* [Objective]: Give all the lines below again, exactly, with no pictures.
── Given entries
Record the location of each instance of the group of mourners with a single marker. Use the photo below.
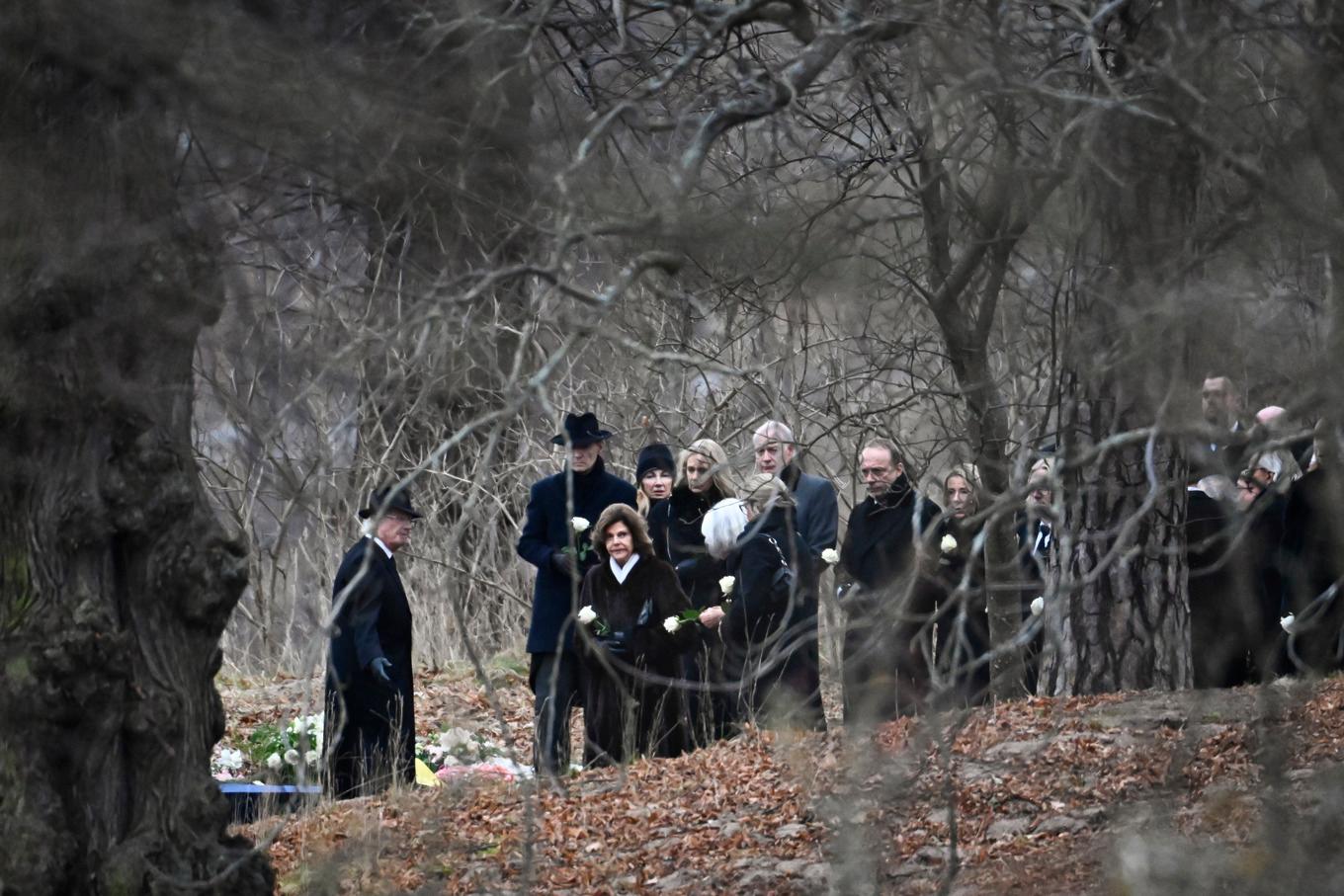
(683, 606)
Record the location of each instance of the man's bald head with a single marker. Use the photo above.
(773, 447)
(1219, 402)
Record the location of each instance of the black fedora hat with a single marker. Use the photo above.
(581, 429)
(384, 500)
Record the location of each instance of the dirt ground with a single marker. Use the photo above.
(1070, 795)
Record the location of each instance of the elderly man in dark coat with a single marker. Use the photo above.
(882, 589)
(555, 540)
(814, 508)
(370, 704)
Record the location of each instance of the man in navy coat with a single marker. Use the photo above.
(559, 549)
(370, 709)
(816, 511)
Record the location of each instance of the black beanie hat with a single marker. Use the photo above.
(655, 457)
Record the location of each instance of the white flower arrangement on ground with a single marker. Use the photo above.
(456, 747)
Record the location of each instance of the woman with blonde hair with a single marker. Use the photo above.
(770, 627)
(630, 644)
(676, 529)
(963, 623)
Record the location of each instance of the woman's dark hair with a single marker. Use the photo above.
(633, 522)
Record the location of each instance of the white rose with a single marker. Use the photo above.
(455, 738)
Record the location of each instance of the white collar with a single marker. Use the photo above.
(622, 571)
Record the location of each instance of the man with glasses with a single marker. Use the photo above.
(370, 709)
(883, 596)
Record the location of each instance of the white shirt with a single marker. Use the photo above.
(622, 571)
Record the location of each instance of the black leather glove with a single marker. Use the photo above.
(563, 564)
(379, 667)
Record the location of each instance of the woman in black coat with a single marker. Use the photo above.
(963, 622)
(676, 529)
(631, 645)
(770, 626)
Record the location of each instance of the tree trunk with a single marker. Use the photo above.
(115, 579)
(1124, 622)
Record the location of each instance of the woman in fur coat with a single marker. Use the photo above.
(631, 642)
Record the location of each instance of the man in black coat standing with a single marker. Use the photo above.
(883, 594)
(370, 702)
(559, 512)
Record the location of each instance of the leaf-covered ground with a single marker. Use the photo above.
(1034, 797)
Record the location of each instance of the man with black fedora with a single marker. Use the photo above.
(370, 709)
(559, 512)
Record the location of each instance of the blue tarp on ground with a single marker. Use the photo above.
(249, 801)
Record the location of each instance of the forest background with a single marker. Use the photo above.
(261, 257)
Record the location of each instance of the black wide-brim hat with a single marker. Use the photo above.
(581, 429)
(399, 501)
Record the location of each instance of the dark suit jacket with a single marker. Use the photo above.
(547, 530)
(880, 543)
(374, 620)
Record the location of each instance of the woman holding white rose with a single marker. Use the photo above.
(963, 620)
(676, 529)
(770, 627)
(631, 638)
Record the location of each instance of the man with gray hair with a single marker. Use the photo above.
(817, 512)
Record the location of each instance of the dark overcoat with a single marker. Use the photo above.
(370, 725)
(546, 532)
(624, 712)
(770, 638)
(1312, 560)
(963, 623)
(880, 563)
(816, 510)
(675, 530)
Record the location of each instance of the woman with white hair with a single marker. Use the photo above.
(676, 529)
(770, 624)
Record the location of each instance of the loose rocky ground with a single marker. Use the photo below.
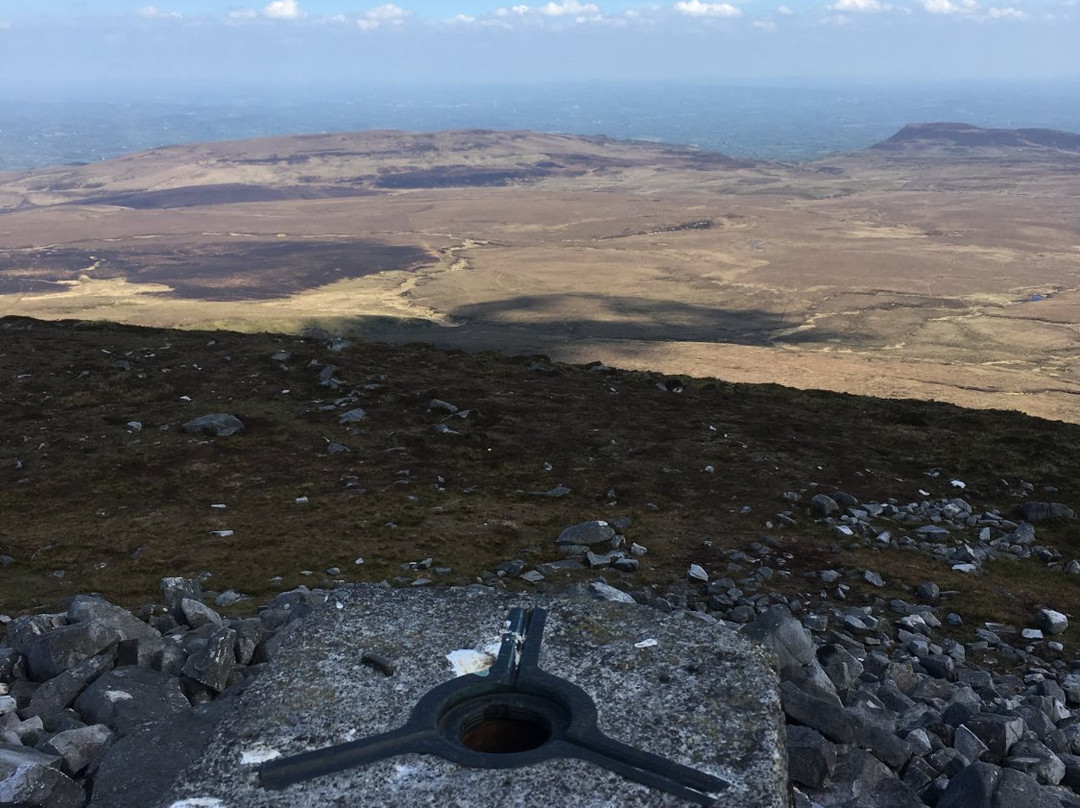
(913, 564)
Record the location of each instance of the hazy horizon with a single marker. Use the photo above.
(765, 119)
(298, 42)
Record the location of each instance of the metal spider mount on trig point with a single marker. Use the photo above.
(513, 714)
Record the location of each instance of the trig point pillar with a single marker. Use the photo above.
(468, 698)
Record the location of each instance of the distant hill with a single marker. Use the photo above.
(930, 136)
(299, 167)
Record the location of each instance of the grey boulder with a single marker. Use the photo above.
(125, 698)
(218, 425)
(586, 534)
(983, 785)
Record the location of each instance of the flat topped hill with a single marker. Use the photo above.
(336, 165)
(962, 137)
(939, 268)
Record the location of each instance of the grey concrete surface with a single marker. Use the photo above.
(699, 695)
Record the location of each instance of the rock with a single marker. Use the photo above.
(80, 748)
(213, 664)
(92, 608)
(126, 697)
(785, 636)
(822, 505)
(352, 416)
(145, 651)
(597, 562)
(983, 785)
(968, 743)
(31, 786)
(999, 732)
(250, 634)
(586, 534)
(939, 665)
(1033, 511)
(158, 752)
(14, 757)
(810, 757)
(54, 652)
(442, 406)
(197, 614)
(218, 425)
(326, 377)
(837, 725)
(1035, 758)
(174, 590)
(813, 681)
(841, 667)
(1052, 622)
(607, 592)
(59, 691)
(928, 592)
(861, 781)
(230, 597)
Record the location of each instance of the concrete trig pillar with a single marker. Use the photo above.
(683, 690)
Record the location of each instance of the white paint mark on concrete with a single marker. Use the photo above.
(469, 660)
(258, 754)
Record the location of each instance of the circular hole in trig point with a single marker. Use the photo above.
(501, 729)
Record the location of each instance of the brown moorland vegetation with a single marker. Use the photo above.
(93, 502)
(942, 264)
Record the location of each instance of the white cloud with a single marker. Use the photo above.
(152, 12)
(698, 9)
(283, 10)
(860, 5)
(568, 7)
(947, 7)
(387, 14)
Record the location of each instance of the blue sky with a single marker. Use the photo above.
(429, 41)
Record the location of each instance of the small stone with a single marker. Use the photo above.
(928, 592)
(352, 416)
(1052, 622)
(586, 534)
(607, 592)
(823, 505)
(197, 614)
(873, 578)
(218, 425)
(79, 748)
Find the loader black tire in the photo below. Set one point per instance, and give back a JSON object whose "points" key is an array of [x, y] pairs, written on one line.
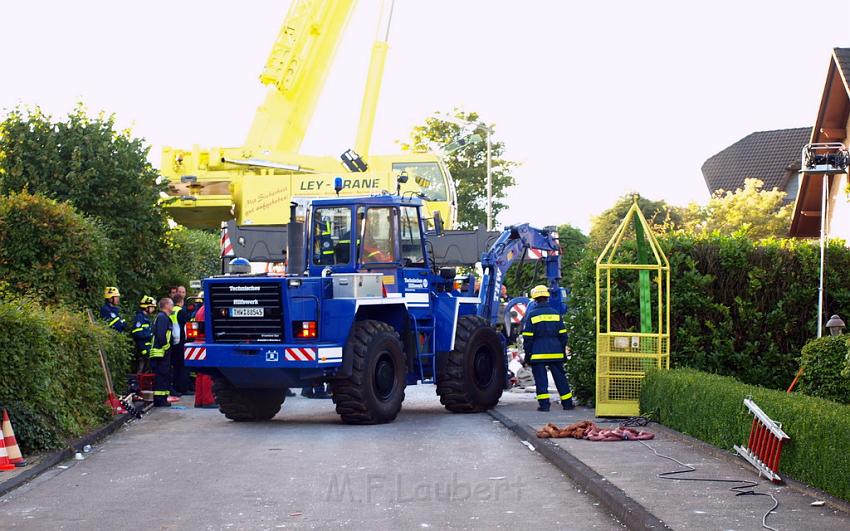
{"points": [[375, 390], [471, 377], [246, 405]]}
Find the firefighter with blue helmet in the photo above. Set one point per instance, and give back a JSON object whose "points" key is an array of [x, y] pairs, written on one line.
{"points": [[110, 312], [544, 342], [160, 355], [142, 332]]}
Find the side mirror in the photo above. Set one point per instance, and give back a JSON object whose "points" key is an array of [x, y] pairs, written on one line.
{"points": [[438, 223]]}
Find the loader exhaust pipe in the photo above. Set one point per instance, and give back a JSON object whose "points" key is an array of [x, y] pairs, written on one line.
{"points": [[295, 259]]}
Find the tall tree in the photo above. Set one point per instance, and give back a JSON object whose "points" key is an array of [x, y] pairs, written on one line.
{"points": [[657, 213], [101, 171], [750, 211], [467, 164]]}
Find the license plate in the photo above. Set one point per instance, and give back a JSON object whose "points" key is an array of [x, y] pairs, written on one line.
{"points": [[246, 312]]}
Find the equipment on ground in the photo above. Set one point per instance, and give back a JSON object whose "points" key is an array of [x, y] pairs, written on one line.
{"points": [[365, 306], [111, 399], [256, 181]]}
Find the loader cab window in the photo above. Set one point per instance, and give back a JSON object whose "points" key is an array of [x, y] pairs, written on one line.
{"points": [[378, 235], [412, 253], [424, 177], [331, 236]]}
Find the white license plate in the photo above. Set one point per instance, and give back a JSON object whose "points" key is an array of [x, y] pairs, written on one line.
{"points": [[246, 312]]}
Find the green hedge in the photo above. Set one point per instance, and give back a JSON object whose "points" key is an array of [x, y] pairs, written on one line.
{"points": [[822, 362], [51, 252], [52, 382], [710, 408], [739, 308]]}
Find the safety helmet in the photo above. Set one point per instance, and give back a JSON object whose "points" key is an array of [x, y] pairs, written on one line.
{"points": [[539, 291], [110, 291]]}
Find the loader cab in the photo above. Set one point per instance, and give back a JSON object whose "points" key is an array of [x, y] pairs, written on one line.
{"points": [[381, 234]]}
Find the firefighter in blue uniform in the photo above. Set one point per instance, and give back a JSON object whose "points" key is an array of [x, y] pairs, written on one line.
────
* [Complete answer]:
Record the location of each instance of the group of mourners with a single marker. Use the photo below.
(683, 606)
Record the location of each instance of the man's bald head with a single marker. Use the photo above.
(773, 447)
(1219, 402)
Record the location of each instance of the black fedora hat with a single marker. Use the photo above.
(581, 429)
(384, 500)
Record the location of each instance of the dirt ground with a single marker. Use the photo above.
(1070, 795)
Record the location of each instance of the elderly man in dark coat with a single marker. Use the photo above.
(882, 589)
(555, 540)
(814, 508)
(370, 704)
Record the location of each instance of the man in navy coat with a single marker. Use the photo above.
(559, 549)
(370, 709)
(816, 511)
Record the location of each instance of the black beanie hat with a single marker. Use the photo above.
(655, 457)
Record the location of each instance of the white flower arrangement on ground with a single marker. Use the photo above.
(456, 747)
Record the location of each instance of the woman with blonde hair with a single marker. Use the photo above.
(770, 627)
(630, 644)
(676, 529)
(963, 623)
Record the location of each instance of the woman's dark hair with a single marker. Use the photo above.
(633, 522)
Record the location of each instance of the white rose with a single marker. Use the photo above.
(455, 738)
Record the location of each instance of the white collar with a single marker. Use the photo above.
(622, 571)
Record the location of each instance of the man with glasses with a single marker. Use the photo above.
(370, 709)
(883, 596)
Record the location of each instance of the white shirt with a single marker. Use the photo above.
(622, 571)
Record the location of each instance of the black leather glove with a single marker. Use the photo above.
(563, 564)
(379, 667)
Record the location of each instance of the woman in black coat with a single marker. Use the photo above.
(963, 622)
(676, 529)
(631, 645)
(770, 626)
Record the location of each instance of the tree trunk with a single marker. Use the photo above.
(115, 579)
(1124, 622)
Record the location of each instance of the woman in fur coat with a single marker. Use the photo above.
(631, 642)
Record the location of each instance of the man in black coat standing with a single marker. Use the photo above.
(883, 594)
(370, 702)
(559, 512)
Record the location of each instance of the leaf-covered ground with a single marker. Use the photo above.
(1034, 797)
Record the location of each instance of the man with black fedora with a single marker. Use the photo above.
(370, 709)
(559, 512)
Record the location of each instance of the blue tarp on ground with a single marker. Use the photo above.
(249, 801)
Record the location of each instance of the forest background with a single marker. Use the photo above.
(261, 257)
Record the location of each instance of the black wide-brim hat with a single marker. Use the photo above.
(581, 429)
(399, 501)
Record the location of each instance of the dark suit jacket with a single marker. Use the photo above.
(547, 530)
(880, 543)
(374, 620)
Record the location of each instance of the woman holding white rose with a single marker. Use the photo above.
(963, 620)
(676, 529)
(770, 627)
(631, 638)
Record the location of each instance of the man with gray hair with a single marker. Use the photo above.
(817, 512)
Record the location of each instance of the dark overcoat with a single marker. Use the photo above.
(370, 725)
(546, 532)
(624, 712)
(770, 638)
(1312, 560)
(963, 623)
(880, 563)
(816, 510)
(675, 530)
Record the location of each instance of the woman with white hair with a single marker. Use the photo above.
(676, 529)
(770, 624)
Record the location of each instance of the loose rocky ground with a single marker. Use the photo below.
(913, 564)
Record the location of each instance of the hazy horizon with a single marker. Use the photo above.
(765, 119)
(298, 42)
Record the location of each instance of the metal spider mount on trig point with a single marker. Use the photo above.
(513, 714)
Record the location of each instance of the trig point pillar with a single marker. Use the photo above.
(468, 698)
Record the location of each instance of the distant hill with a single marker. Use the photo above.
(930, 136)
(299, 167)
Record the location of each instance of the grey boulder with a single marker. Use the photo above.
(125, 698)
(218, 425)
(586, 534)
(983, 785)
Record the location of each instance of the flat topped hill with a single marker. Use the photo above.
(336, 165)
(962, 137)
(939, 268)
Record the location of each instance of the grey concrete surface with a single marker. Use the photo above.
(699, 695)
Record the location of each instance of the rock with a single marker. Use the photo above.
(80, 748)
(213, 664)
(92, 608)
(126, 697)
(785, 636)
(822, 505)
(352, 416)
(145, 651)
(597, 562)
(983, 785)
(968, 743)
(31, 786)
(999, 732)
(250, 634)
(586, 534)
(939, 665)
(1033, 511)
(158, 752)
(14, 757)
(810, 757)
(54, 652)
(442, 406)
(197, 614)
(218, 425)
(326, 377)
(837, 725)
(1035, 758)
(174, 590)
(813, 681)
(841, 667)
(1052, 622)
(607, 592)
(59, 691)
(928, 592)
(861, 781)
(230, 597)
Record the location of each instance of the concrete trig pillar with a single marker. Use the photo above.
(683, 690)
Record the location of each instance of the white paint mark on concrete with a single marker. Use the photo above.
(469, 660)
(258, 754)
Record the location of each instance of the circular hole in trig point with a single marker. Use the photo above.
(501, 729)
Record the location of each instance of the brown moorland vegetation with a single marker. Use the photo above.
(93, 502)
(942, 264)
Record the location of each instance of the white cloud with a single marker. Use the photo above.
(152, 12)
(698, 9)
(283, 10)
(860, 5)
(568, 7)
(947, 7)
(387, 14)
Record the location of each instance of the blue sky with a single marker. Use the photo above.
(429, 41)
Record the location of each instance of the small stone with a single marker. Use the photo above.
(928, 592)
(352, 416)
(1052, 622)
(586, 534)
(607, 592)
(823, 505)
(197, 614)
(873, 578)
(218, 425)
(79, 748)
Find the loader black tire in the photo below. Set one point per instance, and give back a JSON object whose "points" key is an array of [x, y] pairs, written on one line.
{"points": [[375, 390], [471, 377], [246, 405]]}
Find the firefighter with blue helmet in the photo above. Set one point per instance, and give back a JSON object whose "points" key is an array of [x, y] pairs, written on one line.
{"points": [[110, 312], [544, 342], [160, 355], [142, 332]]}
Find the side mirror in the photo above. Set one point per instance, and give back a JSON object whose "points" key is an array of [x, y] pairs, written on one line.
{"points": [[438, 223]]}
Find the loader exhaust pipe in the photo above. Set one point per instance, and give back a JSON object whose "points" key is an array of [x, y] pairs, written on one line.
{"points": [[295, 259]]}
Find the tall tree in the photo above. Set one point per instance, and give back a JSON object whose "points" key is an array of [x, y] pairs, written on one line.
{"points": [[657, 213], [101, 171], [750, 211], [467, 164]]}
Find the license plate in the photo above. Set one point per instance, and give back a JSON object whose "points" key is an array of [x, y] pairs, written on one line.
{"points": [[246, 312]]}
Find the equipment on ground in the photo above. Set one point per instance, and give back a JSON object whose "points" key is an array of [x, y] pairs, written on one line.
{"points": [[365, 306], [111, 399], [256, 181]]}
Find the loader cab window in the photo above. Set one point per instance, and give back a JSON object whose "points" key is an array of [x, y] pairs, written on one line.
{"points": [[378, 235], [412, 253], [424, 177], [331, 236]]}
Find the white license plate in the photo above. Set one point per instance, and give back a JSON object whose "points" key is an array of [x, y] pairs, written on one line.
{"points": [[246, 312]]}
Find the green hedge in the photo above. Set one point per instance, and give back a JSON object whose "points" key is an array of [x, y] pairs, written on one line.
{"points": [[822, 362], [51, 252], [52, 382], [710, 408], [739, 308]]}
Find the safety helmet in the photo above. Set one point per instance, and give back a JSON object whose "points" key is an array of [x, y] pairs, written on one line.
{"points": [[539, 291], [110, 291]]}
Find the loader cab in the photo above. Set one point per instance, and give back a JSON object whose "points" key is an array of [x, y] pairs, written on one line.
{"points": [[381, 234]]}
Find the firefighter in blue uniform in the photo above. Set one point per instance, and give back a JSON object whose "points" key is an array of [x, y] pairs, written on one line.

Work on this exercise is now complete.